Rescale the coordinates in the lines from the line with "the stethoscope earpiece?" up to and including the line with "[171,26,225,100]". Write out every line in that span again, and multiply each coordinate by 0.35, rounding to the nearest whole number with halves rounded up, while leaving all other wording as it is.

** start of Input rows **

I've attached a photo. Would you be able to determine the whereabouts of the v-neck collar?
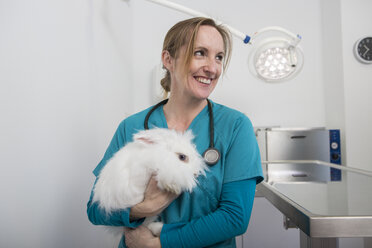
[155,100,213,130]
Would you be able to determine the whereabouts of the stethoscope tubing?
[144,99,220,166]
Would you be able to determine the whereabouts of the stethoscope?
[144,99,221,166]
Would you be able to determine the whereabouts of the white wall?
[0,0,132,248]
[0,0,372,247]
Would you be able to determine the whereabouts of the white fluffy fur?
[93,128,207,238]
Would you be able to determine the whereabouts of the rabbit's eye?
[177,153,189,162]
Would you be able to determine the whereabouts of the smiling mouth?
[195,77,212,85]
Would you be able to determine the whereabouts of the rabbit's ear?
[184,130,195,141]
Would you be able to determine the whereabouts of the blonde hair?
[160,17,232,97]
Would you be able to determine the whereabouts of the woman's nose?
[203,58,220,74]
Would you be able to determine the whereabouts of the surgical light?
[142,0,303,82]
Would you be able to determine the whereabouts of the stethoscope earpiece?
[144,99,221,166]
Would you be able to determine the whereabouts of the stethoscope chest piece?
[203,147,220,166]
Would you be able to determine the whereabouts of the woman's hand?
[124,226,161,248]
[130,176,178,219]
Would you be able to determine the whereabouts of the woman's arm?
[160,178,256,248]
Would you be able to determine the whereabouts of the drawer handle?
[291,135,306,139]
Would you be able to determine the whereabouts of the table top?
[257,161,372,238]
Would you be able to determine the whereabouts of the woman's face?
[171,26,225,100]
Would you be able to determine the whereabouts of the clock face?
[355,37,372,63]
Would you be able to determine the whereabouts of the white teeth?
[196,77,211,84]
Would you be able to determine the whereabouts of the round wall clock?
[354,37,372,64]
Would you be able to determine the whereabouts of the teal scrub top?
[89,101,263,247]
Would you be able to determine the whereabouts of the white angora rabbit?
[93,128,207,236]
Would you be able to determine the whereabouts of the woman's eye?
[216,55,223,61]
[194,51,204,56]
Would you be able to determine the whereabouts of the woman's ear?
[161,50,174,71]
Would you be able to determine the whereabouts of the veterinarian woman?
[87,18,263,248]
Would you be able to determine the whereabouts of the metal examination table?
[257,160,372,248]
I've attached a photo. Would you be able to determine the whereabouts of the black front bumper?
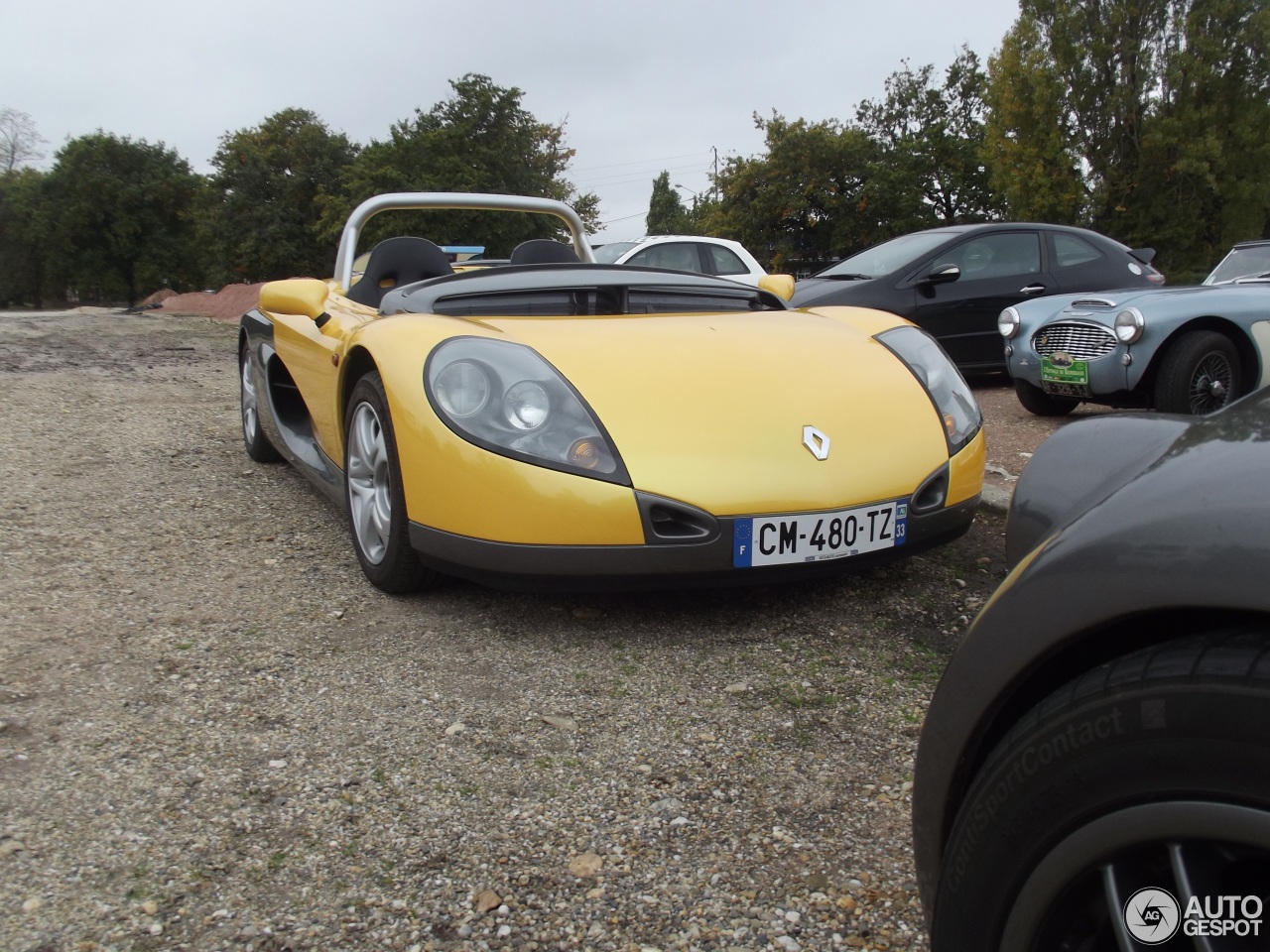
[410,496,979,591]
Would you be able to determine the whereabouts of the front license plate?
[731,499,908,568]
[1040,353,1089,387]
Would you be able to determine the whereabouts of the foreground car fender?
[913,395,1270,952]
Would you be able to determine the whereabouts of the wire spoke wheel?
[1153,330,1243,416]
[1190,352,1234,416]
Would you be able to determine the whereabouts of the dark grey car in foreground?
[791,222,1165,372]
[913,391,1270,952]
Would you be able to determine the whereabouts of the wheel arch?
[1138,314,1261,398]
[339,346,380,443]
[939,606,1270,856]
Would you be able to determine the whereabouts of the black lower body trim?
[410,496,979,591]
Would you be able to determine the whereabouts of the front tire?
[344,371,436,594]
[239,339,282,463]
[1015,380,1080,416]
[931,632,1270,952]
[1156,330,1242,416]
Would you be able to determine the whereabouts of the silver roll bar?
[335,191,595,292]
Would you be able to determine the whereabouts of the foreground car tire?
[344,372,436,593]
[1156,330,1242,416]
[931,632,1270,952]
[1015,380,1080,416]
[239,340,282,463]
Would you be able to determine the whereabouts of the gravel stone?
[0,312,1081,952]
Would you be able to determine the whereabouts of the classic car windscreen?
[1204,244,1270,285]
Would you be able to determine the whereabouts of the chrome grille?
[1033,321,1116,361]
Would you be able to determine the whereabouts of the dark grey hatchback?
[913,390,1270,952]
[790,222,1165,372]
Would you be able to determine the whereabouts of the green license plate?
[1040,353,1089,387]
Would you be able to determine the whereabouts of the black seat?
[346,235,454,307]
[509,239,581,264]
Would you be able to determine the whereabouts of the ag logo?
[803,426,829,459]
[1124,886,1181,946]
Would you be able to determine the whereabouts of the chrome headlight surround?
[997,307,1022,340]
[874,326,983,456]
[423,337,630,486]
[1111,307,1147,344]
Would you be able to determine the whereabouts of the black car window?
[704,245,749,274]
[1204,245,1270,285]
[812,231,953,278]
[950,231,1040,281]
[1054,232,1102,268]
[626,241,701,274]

** end of Input rows **

▶ **Task response**:
Would you be able to determine the whereabouts of the stethoscope earpiece?
[50,35,77,58]
Would you be able to determine the whereabouts of the stethoscope chest piece?
[71,51,77,58]
Would you be able to determine the whereabouts of the woman's hand?
[43,79,56,87]
[46,62,62,77]
Would you be able to determine the whereabouts of the woman's arm?
[56,62,90,87]
Would you be able to determine the whereabouts of the drawer handle?
[102,47,107,49]
Would you be able to determine the whereabouts of the table top?
[90,56,130,83]
Would you be able to determine the whereabouts of the woman's face?
[60,9,79,35]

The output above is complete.